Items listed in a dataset

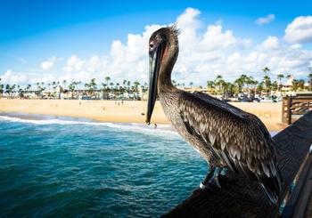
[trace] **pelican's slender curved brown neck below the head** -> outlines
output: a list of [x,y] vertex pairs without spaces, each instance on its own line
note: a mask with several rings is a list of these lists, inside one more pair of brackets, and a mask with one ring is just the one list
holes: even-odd
[[177,61],[177,54],[177,42],[170,42],[164,51],[163,58],[160,64],[160,75],[158,82],[159,92],[168,92],[176,89],[176,87],[171,83],[171,72]]

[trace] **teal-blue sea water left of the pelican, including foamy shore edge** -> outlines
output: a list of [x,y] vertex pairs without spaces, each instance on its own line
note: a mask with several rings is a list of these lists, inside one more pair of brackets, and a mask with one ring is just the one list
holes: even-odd
[[0,115],[1,217],[157,217],[206,174],[166,126],[28,118]]

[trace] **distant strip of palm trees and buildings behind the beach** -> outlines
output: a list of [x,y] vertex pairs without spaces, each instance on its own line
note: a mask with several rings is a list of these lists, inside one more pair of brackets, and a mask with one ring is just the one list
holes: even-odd
[[[225,99],[235,98],[239,94],[253,97],[259,96],[284,95],[288,92],[312,91],[312,73],[308,74],[308,83],[305,84],[303,79],[295,79],[290,74],[283,73],[275,77],[269,77],[270,69],[265,67],[262,69],[263,78],[260,81],[253,77],[242,74],[233,82],[226,81],[224,77],[218,75],[214,80],[208,80],[206,86],[193,87],[193,82],[189,83],[189,87],[185,87],[184,83],[177,83],[173,80],[173,85],[184,88],[186,91],[201,91],[213,95],[221,96]],[[287,83],[286,79],[288,80]],[[88,97],[91,99],[133,99],[140,100],[147,95],[147,83],[141,85],[139,82],[131,82],[127,79],[120,83],[111,81],[111,77],[104,77],[103,82],[96,81],[92,78],[90,82],[82,85],[81,81],[67,80],[62,83],[53,81],[45,84],[37,82],[35,85],[3,84],[0,78],[0,97],[24,97],[24,98],[69,98],[77,99],[78,97]],[[277,94],[276,94],[277,93]]]

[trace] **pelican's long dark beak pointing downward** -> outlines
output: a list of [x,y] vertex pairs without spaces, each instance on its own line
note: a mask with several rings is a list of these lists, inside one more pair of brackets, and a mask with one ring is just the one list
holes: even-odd
[[160,72],[160,61],[162,55],[162,45],[159,44],[153,52],[150,52],[150,84],[149,93],[147,101],[147,114],[146,114],[146,124],[150,125],[152,110],[155,106],[155,101],[157,97],[157,82],[158,75]]

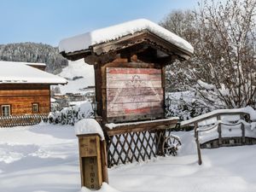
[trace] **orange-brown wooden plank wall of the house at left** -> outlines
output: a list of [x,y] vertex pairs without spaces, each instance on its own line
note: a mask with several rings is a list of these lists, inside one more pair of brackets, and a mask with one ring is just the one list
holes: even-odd
[[32,103],[38,103],[39,113],[49,113],[49,84],[0,84],[1,105],[11,106],[11,115],[32,114]]

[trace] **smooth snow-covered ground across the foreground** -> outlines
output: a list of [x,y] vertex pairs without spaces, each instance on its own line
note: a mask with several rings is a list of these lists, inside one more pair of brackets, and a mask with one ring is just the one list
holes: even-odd
[[[256,191],[256,145],[203,149],[203,164],[198,166],[193,132],[175,134],[183,141],[177,157],[115,166],[108,170],[110,186],[101,191]],[[80,191],[73,127],[41,124],[0,129],[0,191]]]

* [Problem requirements] Return the data exactly. Do not carry over any images.

* [Response area]
[trace] **pelican's slender curved brown neck below the head** -> outlines
output: a list of [x,y] vertex pairs without spaces, each instance on its own line
note: a mask with several rings is a list of these lists, inside one more pair of brackets, and a mask with one ring is just the one list
holes: even-odd
[[177,61],[177,54],[177,42],[170,42],[164,51],[163,58],[160,64],[160,75],[158,82],[159,92],[168,92],[176,89],[176,87],[171,83],[171,72]]

[trace] **teal-blue sea water left of the pelican, including foamy shore edge** -> outlines
output: a list of [x,y] vertex pairs without spaces, each instance on its own line
note: a mask with several rings is a list of these lists, inside one more pair of brackets, and a mask with one ring is just the one list
holes: even-odd
[[0,115],[1,217],[157,217],[206,174],[166,126],[28,118]]

[trace] **distant strip of palm trees and buildings behind the beach** -> outlines
output: a list of [x,y] vertex pairs without spaces, each instance on its own line
note: a mask with several rings is a list of these lists, inside one more pair of brackets, and a mask with one ring is just the one list
holes: even-odd
[[[225,99],[235,98],[239,94],[253,97],[259,96],[284,95],[288,92],[312,91],[312,73],[308,74],[308,83],[305,84],[303,79],[295,79],[290,74],[283,73],[275,77],[269,77],[270,69],[265,67],[262,69],[263,78],[260,81],[253,77],[242,74],[233,82],[226,81],[224,77],[218,75],[214,80],[208,80],[206,86],[193,87],[193,82],[189,83],[189,87],[185,87],[184,83],[177,83],[173,80],[173,85],[184,88],[186,91],[201,91],[213,95],[221,96]],[[287,83],[286,79],[288,80]],[[88,97],[91,99],[133,99],[140,100],[147,95],[147,83],[141,85],[139,82],[131,82],[127,79],[120,83],[111,81],[111,77],[104,77],[103,82],[96,81],[92,78],[90,82],[82,85],[81,81],[67,80],[62,83],[53,81],[45,84],[37,82],[35,85],[3,84],[0,78],[0,97],[24,97],[24,98],[69,98],[77,99],[78,97]],[[277,94],[276,94],[277,93]]]

[trace] **pelican's long dark beak pointing downward** -> outlines
output: a list of [x,y] vertex pairs without spaces, each instance on its own line
note: a mask with several rings is a list of these lists, inside one more pair of brackets, and a mask with one ring is just the one list
holes: even-odd
[[160,72],[160,61],[162,55],[162,45],[159,44],[153,52],[150,52],[150,84],[149,93],[147,101],[147,114],[146,114],[146,124],[150,125],[152,110],[155,106],[155,101],[157,97],[157,82],[158,75]]

[trace] **orange-brown wooden plank wall of the house at left** -> outlines
output: a list of [x,y] vertex pairs without spaces, each instance on its own line
note: a mask with several rings is a list of these lists, inside one more pair of brackets, and a mask with one ring is just the one list
holes: even-odd
[[32,103],[38,103],[39,113],[49,113],[49,84],[0,84],[1,105],[11,106],[11,115],[32,114]]

[trace] **smooth snow-covered ground across the foreground** -> outlines
output: a list of [x,y] vertex pairs without spaces, each instance on its own line
note: a mask with several rings is a list of these lists, inside one more pair of brackets, and a mask with one ring is just the one list
holes: even-odd
[[[256,191],[256,145],[203,149],[203,164],[198,166],[193,132],[175,134],[183,141],[177,157],[115,166],[108,170],[110,186],[101,191]],[[80,191],[73,127],[41,124],[0,129],[0,191]]]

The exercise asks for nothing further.